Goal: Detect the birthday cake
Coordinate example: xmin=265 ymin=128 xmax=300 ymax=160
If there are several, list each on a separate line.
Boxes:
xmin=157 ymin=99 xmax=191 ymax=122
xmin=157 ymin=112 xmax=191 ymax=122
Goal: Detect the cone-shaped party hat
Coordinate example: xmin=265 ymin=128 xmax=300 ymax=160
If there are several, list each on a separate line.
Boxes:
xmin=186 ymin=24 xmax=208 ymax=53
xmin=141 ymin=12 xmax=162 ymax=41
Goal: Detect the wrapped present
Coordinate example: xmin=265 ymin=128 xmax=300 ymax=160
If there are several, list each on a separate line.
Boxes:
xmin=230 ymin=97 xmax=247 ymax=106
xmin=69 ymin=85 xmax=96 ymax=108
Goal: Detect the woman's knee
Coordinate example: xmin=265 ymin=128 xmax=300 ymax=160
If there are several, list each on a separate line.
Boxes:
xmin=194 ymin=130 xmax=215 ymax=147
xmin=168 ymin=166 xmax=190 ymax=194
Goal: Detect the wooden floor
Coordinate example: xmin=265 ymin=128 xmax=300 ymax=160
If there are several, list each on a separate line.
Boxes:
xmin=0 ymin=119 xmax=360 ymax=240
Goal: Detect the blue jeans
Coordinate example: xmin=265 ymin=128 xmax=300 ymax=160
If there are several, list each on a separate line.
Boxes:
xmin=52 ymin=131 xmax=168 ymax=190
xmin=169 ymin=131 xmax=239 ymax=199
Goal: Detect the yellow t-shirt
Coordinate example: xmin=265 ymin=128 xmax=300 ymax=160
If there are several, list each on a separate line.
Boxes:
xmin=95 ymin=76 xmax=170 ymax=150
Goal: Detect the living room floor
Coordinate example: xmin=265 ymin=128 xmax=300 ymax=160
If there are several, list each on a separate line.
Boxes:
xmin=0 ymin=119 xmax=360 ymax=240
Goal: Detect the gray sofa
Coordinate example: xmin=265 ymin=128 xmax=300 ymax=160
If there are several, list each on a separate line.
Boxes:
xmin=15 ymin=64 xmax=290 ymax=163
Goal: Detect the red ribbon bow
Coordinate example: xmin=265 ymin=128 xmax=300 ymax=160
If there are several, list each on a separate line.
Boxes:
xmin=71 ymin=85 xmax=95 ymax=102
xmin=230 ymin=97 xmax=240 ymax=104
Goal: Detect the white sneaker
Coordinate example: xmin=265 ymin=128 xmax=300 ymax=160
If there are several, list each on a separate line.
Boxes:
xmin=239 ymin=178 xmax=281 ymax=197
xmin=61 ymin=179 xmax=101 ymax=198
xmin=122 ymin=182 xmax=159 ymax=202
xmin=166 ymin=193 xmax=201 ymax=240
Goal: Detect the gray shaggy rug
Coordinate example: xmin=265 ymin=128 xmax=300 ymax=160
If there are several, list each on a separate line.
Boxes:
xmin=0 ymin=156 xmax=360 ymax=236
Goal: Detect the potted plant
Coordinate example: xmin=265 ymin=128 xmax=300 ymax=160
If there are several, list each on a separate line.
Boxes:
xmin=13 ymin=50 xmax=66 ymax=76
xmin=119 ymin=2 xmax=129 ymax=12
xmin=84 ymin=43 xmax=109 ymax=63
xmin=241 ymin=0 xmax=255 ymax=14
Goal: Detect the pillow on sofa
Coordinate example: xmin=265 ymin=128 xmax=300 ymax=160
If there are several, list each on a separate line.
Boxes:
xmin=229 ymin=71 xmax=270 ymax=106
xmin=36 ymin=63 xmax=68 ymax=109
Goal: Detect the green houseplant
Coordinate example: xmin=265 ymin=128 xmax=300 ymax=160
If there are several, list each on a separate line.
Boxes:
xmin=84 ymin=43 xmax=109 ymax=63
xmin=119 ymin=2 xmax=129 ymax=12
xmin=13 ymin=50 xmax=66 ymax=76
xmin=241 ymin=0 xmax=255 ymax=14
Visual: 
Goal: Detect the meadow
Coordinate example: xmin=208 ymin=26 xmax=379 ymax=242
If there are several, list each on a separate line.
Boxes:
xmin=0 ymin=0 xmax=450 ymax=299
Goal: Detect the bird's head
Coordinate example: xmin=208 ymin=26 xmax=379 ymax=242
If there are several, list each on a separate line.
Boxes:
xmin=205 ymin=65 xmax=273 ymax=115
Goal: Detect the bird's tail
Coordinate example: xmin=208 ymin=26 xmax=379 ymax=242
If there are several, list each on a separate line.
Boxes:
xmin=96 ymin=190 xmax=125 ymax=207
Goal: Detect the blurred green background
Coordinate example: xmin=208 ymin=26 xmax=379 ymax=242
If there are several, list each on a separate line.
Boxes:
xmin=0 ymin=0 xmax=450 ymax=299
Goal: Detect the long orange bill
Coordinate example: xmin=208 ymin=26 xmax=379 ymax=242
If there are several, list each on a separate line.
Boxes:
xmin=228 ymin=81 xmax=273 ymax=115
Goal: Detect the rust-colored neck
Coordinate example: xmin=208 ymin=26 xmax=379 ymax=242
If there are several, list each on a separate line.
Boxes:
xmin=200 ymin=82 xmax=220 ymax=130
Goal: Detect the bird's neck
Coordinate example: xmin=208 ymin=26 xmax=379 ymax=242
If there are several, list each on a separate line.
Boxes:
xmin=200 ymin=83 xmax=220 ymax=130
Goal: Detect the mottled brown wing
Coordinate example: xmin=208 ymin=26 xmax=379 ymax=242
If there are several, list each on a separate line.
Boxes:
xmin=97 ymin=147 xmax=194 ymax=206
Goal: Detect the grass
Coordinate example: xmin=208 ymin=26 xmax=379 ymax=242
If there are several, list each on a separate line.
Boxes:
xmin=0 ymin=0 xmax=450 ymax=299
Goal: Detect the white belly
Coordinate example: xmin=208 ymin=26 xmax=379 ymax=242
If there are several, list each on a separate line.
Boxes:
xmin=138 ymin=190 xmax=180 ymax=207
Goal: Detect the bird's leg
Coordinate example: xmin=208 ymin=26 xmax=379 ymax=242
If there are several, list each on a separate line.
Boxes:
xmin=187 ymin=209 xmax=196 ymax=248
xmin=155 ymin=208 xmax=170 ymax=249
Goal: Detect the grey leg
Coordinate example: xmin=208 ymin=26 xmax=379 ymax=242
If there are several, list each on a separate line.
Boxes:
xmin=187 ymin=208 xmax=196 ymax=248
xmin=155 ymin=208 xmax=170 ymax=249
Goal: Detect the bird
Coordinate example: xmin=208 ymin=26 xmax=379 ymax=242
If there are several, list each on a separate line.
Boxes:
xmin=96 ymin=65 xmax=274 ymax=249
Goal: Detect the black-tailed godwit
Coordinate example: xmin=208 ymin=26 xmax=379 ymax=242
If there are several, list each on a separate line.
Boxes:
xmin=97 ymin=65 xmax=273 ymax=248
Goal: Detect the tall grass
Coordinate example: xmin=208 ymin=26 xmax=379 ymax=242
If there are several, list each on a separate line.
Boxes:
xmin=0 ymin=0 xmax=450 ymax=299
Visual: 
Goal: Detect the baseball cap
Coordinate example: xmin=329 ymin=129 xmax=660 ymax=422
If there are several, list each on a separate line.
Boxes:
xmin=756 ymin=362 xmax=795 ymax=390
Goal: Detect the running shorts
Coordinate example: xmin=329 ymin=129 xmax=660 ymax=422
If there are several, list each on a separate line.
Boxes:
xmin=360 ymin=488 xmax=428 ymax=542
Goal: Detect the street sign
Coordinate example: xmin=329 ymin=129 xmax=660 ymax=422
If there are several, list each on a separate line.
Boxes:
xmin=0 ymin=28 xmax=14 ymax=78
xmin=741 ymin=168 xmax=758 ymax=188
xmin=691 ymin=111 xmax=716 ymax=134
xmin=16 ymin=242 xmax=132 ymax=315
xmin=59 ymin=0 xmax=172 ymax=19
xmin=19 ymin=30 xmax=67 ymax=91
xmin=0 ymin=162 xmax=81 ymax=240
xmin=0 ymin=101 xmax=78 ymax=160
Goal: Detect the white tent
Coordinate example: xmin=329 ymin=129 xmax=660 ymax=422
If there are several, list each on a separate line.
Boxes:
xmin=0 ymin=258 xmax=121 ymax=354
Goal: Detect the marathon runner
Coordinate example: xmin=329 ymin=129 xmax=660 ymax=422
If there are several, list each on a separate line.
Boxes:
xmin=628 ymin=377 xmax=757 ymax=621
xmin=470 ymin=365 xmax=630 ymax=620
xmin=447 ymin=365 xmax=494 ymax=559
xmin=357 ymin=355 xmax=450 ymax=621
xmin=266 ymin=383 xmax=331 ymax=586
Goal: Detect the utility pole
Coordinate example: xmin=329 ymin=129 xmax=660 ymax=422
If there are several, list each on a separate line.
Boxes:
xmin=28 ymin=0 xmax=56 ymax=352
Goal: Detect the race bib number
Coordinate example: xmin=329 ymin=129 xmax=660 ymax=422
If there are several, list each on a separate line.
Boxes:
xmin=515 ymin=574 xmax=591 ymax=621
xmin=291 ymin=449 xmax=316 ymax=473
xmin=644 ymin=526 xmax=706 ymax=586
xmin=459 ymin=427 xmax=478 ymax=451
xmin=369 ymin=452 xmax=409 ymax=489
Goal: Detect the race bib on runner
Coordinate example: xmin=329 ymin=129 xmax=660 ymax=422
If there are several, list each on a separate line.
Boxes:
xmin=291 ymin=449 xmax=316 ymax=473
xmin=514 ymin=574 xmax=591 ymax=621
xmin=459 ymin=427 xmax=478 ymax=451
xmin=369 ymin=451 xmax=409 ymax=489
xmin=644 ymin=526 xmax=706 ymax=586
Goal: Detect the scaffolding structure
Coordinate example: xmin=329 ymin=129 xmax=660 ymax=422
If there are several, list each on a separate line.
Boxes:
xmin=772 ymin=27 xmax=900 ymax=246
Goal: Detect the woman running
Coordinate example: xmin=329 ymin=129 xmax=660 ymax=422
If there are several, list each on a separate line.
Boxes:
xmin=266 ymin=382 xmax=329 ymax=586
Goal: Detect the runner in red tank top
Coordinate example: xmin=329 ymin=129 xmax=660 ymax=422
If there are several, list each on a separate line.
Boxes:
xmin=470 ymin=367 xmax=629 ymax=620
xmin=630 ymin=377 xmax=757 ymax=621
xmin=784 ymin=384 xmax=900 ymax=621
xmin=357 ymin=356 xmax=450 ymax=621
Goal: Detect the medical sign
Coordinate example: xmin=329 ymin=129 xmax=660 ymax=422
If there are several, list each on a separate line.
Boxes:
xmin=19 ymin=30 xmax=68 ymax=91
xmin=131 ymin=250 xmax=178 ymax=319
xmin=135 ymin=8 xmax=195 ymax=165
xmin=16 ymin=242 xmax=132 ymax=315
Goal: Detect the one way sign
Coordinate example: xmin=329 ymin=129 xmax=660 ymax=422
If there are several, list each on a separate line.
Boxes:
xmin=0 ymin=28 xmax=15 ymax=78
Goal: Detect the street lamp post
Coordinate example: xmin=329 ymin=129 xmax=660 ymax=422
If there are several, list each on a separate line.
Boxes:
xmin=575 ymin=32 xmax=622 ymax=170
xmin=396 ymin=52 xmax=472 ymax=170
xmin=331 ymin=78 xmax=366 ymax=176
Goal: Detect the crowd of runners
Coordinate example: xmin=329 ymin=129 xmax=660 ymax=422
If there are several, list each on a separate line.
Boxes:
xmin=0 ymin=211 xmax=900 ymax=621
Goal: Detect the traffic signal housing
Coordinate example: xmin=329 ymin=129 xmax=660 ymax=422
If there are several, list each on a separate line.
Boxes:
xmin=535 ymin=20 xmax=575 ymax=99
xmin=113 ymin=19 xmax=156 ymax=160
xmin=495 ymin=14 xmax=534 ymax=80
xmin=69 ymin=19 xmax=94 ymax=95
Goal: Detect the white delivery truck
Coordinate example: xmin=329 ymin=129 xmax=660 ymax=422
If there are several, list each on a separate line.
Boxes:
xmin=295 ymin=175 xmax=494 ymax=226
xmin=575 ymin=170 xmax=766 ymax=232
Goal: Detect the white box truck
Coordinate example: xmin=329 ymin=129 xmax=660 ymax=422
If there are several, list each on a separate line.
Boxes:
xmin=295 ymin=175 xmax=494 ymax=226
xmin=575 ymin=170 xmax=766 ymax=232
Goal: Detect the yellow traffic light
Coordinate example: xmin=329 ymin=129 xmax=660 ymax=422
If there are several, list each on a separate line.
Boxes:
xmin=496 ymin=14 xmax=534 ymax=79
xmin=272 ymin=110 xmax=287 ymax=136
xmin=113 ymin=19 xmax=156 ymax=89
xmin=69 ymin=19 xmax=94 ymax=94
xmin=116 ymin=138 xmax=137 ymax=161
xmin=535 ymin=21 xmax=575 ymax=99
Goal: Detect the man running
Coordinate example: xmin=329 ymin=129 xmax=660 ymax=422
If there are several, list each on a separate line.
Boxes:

·····

# [Requirement]
Write out the lines from the line with "Goal: Detect the potted plant" to the line with "xmin=36 ymin=63 xmax=68 ymax=109" again, switching "pillow" to "cushion" and leaving everything else unchanged.

# [Problem solution]
Goal: Detect the potted plant
Coordinate example: xmin=265 ymin=128 xmax=300 ymax=160
If there are several, list each on a separate line.
Boxes:
xmin=13 ymin=50 xmax=66 ymax=76
xmin=119 ymin=2 xmax=129 ymax=12
xmin=84 ymin=43 xmax=109 ymax=63
xmin=241 ymin=0 xmax=255 ymax=14
Goal: Detect the cushion on sofa
Coordinate example: xmin=265 ymin=128 xmax=300 ymax=160
If there are several, list each on a separate line.
Boxes:
xmin=229 ymin=71 xmax=270 ymax=106
xmin=36 ymin=63 xmax=68 ymax=109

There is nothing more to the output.